PROBLEM STATEMENT: Set down, without alteration, the lines from the one that contains "the bicycle tire" through the final line of the material below.

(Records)
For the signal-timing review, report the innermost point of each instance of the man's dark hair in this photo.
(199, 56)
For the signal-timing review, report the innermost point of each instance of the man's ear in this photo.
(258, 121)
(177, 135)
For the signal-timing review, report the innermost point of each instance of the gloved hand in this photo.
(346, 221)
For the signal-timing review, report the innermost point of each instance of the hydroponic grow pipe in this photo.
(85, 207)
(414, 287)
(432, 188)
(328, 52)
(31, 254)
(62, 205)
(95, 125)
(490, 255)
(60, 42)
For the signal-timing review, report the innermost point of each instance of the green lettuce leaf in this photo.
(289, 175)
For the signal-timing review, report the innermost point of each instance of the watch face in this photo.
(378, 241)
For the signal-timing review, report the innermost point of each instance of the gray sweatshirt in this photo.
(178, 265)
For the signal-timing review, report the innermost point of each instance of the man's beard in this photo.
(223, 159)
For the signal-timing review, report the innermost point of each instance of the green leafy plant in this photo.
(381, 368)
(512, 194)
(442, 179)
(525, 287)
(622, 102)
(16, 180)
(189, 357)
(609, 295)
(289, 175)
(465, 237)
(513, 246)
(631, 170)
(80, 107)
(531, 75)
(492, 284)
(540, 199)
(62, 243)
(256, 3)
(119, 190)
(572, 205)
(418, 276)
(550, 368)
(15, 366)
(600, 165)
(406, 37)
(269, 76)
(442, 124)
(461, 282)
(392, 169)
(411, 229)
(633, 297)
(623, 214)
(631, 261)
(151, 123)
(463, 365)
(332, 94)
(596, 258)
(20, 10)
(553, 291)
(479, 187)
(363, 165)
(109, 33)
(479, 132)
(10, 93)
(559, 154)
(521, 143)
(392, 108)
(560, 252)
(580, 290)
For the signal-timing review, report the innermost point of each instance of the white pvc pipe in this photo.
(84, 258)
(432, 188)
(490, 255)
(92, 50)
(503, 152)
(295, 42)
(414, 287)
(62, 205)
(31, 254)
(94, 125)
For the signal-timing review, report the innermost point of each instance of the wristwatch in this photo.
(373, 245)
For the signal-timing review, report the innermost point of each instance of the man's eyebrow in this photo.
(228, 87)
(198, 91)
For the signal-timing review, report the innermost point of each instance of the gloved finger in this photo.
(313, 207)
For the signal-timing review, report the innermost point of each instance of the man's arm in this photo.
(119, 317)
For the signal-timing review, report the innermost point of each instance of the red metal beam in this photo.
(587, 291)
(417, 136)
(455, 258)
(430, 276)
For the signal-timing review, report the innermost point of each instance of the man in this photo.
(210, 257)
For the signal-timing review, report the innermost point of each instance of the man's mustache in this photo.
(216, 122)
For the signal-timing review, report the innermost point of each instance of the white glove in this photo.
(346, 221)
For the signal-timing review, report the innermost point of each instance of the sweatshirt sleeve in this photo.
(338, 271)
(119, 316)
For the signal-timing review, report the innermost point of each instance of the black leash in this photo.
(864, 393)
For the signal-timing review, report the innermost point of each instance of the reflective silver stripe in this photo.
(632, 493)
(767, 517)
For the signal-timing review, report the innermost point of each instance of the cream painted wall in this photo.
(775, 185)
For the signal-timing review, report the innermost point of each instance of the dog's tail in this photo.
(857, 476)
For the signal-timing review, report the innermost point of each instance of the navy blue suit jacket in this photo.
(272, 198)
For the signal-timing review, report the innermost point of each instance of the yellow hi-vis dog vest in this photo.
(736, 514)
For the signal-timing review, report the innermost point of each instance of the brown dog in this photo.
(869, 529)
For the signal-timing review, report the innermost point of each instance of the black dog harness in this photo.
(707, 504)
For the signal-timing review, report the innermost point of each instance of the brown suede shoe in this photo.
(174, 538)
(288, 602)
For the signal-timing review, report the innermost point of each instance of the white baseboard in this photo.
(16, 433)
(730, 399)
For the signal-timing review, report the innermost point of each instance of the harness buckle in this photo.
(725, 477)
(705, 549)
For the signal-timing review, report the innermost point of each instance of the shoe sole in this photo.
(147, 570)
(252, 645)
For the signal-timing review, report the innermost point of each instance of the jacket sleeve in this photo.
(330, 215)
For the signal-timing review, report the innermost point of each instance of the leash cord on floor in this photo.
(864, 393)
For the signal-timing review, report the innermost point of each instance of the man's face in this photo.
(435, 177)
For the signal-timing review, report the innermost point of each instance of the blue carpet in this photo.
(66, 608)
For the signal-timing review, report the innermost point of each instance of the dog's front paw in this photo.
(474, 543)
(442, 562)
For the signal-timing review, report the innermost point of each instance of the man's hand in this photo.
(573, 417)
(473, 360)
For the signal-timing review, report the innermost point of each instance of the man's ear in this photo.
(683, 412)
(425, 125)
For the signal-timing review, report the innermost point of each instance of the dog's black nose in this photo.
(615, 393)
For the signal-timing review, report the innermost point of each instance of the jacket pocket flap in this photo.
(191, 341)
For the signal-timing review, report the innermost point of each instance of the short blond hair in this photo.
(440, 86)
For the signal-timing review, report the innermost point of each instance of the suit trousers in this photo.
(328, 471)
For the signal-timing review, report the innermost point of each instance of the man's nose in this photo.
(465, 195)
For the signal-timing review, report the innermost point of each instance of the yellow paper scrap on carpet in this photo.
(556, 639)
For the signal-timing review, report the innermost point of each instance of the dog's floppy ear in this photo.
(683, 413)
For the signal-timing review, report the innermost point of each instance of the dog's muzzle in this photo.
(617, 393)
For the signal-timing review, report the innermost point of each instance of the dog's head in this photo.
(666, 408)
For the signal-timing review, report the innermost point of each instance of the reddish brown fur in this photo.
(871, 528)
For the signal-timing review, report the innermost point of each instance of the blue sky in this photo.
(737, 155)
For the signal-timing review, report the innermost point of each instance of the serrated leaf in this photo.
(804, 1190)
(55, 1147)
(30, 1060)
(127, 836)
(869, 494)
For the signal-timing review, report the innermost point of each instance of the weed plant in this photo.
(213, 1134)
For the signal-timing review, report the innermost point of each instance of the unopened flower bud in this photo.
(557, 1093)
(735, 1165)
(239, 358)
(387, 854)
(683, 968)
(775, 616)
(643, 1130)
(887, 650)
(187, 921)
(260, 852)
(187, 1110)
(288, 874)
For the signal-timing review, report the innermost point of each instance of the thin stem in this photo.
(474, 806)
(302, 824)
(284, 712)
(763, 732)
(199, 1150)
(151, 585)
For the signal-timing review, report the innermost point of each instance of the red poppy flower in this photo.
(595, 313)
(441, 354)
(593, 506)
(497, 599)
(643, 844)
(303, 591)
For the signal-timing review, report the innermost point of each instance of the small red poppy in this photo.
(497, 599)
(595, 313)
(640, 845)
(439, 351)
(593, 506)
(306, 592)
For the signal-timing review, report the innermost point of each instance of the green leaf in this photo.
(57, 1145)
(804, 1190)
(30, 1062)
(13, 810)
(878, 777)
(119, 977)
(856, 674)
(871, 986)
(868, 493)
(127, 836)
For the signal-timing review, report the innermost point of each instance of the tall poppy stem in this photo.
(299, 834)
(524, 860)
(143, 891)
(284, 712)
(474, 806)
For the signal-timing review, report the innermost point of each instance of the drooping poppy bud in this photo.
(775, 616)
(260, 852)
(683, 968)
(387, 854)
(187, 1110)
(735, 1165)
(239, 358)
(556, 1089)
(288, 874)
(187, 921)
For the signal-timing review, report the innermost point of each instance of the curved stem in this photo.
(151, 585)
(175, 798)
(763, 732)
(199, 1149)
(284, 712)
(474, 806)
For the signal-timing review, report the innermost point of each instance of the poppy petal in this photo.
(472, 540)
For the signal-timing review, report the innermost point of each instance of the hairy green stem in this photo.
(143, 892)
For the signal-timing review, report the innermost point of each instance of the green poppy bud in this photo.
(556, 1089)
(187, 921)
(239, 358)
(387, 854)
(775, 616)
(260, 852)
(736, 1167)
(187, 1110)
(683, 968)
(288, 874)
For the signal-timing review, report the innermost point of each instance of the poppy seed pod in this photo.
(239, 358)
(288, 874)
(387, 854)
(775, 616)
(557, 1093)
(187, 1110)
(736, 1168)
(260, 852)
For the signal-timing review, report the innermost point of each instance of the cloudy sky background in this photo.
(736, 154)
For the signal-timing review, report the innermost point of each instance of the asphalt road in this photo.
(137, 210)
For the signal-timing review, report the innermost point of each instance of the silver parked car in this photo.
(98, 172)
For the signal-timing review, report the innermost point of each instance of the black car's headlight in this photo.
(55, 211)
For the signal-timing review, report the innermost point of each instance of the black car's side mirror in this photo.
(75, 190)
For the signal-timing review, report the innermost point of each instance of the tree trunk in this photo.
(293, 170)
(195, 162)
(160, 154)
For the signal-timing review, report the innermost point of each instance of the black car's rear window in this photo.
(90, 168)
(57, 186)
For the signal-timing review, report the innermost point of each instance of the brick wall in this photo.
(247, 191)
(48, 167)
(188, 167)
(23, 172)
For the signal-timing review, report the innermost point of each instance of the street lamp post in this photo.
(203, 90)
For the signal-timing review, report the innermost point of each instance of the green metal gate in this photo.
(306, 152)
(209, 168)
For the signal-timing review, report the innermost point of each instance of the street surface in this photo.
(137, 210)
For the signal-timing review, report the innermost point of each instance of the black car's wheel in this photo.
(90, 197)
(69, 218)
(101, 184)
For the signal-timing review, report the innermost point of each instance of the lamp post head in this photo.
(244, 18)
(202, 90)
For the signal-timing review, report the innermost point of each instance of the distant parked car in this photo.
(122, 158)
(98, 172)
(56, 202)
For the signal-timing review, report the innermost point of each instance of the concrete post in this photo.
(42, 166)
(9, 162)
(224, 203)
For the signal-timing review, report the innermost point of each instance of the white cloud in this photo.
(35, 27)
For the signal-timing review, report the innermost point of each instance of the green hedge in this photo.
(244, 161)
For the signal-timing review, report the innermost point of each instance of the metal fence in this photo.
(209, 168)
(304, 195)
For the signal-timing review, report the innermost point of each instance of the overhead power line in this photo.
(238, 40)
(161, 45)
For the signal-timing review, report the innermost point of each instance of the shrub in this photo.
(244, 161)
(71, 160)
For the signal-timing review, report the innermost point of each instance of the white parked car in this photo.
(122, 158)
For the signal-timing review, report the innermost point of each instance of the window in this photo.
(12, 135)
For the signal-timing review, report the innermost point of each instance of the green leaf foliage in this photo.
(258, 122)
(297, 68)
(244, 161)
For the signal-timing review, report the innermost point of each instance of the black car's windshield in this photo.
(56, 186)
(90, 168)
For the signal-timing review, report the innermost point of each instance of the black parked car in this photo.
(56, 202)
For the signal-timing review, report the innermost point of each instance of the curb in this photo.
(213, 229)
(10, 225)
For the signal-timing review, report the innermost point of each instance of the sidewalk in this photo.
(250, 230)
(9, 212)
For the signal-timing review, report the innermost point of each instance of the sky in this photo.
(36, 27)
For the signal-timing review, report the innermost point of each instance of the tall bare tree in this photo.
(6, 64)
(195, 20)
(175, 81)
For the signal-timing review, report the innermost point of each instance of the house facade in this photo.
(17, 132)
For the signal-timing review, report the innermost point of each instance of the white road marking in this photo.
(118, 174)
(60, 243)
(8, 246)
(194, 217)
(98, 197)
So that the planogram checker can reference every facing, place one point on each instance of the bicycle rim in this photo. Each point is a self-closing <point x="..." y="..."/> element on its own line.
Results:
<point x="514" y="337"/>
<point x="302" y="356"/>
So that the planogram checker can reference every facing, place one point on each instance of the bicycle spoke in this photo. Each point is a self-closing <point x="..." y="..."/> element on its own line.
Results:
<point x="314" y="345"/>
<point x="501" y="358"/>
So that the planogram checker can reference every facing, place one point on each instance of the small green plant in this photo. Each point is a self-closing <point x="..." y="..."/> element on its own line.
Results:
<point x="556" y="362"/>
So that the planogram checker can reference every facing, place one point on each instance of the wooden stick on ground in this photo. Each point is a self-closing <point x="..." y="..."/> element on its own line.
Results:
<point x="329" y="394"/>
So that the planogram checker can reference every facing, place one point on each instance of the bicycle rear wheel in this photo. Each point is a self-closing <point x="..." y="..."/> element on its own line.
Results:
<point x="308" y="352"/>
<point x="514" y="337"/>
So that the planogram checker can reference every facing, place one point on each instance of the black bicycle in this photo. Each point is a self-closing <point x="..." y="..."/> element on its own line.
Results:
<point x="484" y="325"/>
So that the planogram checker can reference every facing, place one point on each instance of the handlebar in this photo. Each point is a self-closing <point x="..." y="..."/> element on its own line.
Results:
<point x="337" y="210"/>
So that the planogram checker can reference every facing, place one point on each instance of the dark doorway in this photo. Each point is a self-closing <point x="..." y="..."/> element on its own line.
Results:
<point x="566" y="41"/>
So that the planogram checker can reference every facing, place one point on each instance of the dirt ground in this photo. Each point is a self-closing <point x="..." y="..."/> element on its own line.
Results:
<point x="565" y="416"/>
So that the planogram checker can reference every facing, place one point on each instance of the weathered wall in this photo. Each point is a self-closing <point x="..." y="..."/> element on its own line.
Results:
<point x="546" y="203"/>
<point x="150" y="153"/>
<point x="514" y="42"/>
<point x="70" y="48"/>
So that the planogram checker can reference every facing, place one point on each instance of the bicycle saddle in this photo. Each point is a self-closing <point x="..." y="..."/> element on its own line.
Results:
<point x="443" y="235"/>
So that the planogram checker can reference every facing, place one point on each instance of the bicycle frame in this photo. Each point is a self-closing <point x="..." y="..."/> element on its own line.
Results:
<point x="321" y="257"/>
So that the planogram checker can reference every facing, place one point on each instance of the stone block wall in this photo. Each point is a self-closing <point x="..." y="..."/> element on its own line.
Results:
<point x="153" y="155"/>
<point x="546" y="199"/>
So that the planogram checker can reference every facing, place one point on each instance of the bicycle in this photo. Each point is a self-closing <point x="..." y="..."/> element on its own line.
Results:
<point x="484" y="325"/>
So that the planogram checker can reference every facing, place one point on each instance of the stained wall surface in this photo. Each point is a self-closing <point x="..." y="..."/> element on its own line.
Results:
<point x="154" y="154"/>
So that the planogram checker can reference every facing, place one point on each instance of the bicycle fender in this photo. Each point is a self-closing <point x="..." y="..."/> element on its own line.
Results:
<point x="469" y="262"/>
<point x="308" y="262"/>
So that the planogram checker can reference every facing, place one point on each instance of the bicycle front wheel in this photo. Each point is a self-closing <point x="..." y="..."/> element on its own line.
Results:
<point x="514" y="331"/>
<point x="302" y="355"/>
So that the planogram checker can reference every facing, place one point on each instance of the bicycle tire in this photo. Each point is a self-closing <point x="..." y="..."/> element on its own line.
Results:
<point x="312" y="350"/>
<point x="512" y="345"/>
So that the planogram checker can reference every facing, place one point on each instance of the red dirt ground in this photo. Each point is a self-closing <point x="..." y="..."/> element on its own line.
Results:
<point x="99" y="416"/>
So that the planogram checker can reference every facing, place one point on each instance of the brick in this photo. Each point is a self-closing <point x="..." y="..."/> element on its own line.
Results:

THE SOLUTION:
So that the planogram checker can reference every facing, place one point on each instance of the bicycle tire in this photo. Each point is a self-closing <point x="..." y="..."/> element on its own line.
Results:
<point x="312" y="350"/>
<point x="512" y="345"/>
So that the planogram checker can reference every facing, place one point on each instance of the red dirt ground in this photo. Each point is a self-closing <point x="..." y="..."/> element on its own line.
Results:
<point x="99" y="416"/>
So that the planogram checker can reference every facing, place one point on each instance of the brick in this photo. Each point is a self-closing <point x="..." y="..."/> element on its own line.
Results:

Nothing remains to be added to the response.